Labeled point records
········

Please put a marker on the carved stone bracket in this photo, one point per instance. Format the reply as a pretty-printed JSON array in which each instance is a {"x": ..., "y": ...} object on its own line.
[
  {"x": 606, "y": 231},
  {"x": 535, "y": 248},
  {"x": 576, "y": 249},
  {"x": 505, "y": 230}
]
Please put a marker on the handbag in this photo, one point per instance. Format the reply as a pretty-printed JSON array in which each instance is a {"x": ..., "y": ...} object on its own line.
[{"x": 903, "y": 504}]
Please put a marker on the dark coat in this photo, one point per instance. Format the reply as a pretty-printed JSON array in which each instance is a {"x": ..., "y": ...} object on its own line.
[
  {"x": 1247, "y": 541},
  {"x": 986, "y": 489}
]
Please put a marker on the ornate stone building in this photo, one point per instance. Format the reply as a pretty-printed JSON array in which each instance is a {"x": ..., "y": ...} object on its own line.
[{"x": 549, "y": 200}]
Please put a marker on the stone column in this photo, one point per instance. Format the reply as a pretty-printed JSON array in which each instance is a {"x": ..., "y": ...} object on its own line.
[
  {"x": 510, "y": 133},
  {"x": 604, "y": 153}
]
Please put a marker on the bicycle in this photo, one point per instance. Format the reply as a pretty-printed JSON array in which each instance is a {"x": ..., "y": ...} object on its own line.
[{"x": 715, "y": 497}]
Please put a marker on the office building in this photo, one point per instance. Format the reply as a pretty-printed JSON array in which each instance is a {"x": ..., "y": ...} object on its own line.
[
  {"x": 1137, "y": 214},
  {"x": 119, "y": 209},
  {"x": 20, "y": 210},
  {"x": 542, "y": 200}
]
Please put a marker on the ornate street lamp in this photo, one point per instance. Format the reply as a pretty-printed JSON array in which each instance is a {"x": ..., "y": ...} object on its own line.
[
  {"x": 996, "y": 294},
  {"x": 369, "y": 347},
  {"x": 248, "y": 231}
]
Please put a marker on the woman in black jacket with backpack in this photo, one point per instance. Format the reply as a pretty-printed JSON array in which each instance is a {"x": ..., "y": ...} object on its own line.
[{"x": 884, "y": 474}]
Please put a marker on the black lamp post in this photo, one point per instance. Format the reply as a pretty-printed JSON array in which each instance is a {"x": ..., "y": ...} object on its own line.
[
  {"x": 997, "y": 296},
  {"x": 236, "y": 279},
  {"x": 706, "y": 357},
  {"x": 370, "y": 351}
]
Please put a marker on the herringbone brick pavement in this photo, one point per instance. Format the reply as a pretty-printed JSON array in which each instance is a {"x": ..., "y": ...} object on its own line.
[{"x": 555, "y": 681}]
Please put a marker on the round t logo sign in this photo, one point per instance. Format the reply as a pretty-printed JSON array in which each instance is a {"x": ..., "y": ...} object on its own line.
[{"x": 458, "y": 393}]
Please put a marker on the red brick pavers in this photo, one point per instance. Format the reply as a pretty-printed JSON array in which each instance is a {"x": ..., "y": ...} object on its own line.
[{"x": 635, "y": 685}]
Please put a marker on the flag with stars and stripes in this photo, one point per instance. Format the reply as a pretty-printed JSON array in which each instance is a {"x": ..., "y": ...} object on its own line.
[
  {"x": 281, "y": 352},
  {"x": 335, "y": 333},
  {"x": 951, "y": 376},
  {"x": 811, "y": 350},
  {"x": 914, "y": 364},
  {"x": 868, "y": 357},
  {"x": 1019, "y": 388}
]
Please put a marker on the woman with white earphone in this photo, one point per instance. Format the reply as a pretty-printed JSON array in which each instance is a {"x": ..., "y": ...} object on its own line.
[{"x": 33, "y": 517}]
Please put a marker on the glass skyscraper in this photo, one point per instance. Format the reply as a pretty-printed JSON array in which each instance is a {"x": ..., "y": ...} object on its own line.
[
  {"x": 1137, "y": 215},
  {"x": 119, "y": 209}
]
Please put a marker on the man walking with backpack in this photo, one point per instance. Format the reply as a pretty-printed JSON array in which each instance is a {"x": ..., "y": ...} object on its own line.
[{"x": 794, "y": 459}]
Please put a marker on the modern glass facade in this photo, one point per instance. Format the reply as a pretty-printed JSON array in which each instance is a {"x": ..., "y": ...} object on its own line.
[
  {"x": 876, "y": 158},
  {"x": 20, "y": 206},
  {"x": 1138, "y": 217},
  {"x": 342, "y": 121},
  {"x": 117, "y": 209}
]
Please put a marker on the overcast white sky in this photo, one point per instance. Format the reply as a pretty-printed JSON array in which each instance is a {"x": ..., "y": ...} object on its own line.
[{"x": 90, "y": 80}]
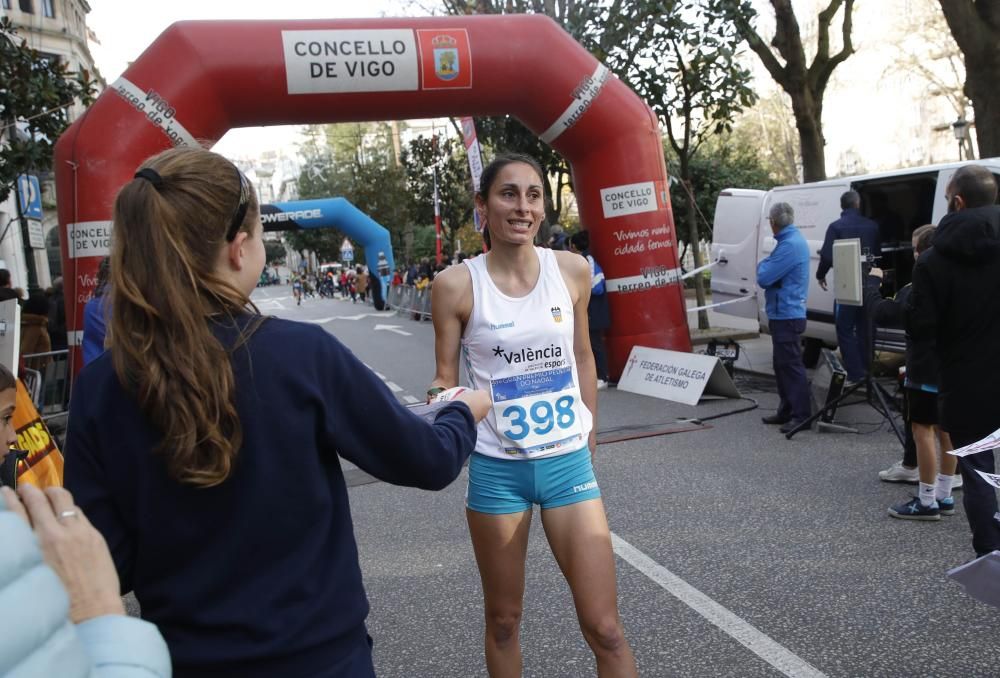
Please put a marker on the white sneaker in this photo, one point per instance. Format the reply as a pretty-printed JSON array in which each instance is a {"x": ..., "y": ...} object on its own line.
[{"x": 897, "y": 473}]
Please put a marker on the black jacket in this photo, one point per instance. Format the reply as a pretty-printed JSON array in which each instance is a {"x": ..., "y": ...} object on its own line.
[
  {"x": 956, "y": 302},
  {"x": 922, "y": 365},
  {"x": 851, "y": 224}
]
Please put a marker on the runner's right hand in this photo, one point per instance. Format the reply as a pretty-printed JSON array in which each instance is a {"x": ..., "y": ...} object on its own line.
[{"x": 478, "y": 401}]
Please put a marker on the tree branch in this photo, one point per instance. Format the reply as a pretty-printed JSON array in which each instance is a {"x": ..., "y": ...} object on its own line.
[
  {"x": 757, "y": 44},
  {"x": 825, "y": 69}
]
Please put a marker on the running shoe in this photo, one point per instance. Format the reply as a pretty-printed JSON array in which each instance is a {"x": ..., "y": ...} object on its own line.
[
  {"x": 914, "y": 510},
  {"x": 897, "y": 473}
]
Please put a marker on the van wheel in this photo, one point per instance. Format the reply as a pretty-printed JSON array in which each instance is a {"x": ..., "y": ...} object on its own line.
[{"x": 810, "y": 351}]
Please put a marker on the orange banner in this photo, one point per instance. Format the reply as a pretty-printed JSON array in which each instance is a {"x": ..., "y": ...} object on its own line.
[{"x": 44, "y": 465}]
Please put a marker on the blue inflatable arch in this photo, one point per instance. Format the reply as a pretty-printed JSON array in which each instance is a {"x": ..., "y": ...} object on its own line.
[{"x": 339, "y": 213}]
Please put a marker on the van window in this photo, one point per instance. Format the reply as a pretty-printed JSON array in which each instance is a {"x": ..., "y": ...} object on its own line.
[{"x": 899, "y": 205}]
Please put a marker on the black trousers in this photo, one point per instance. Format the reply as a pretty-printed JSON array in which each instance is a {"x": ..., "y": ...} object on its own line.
[
  {"x": 789, "y": 371},
  {"x": 978, "y": 497}
]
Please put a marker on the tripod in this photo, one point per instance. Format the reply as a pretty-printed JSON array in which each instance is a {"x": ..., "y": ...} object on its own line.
[{"x": 875, "y": 394}]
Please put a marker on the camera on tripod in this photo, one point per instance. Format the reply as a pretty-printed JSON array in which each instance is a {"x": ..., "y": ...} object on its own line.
[{"x": 868, "y": 261}]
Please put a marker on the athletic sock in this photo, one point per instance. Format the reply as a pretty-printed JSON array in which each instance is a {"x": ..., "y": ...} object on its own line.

········

WHAT YOU ARE ASKED TO DO: Rescale everything from the line containing "Please put a marker on the black trousers" down to the last of the lines, writing out every line again with its request unchanged. Multiply each x and y coordinate in the answers by 1.1 and round to whole numbers, rounding halves up.

EXERCISE RESPONSE:
Please put a marker on the black trousers in this photo, one point per instance. Format the reply as a pretty-printed JSON array in which each instance is a {"x": ..., "y": ...} object on its own line.
[
  {"x": 868, "y": 408},
  {"x": 1076, "y": 547}
]
Please put a marker on the tripod in this photo, one point per instance. Format the reply as a pretty-printed JSON array in which each instance is a {"x": ..., "y": ...} object on its own line.
[{"x": 963, "y": 433}]
Please put a marker on the camera on tripod in this photo, one point per instance. Format the reply as a pretty-printed JSON array in which each instance is a {"x": ..., "y": ...} object on its own line.
[{"x": 955, "y": 287}]
Please put a marker on the athletic sock in this photo, one point per instance. Format the reply as a pretty-printed JSON array in which each instance is a {"x": ..., "y": ...} object on its own line.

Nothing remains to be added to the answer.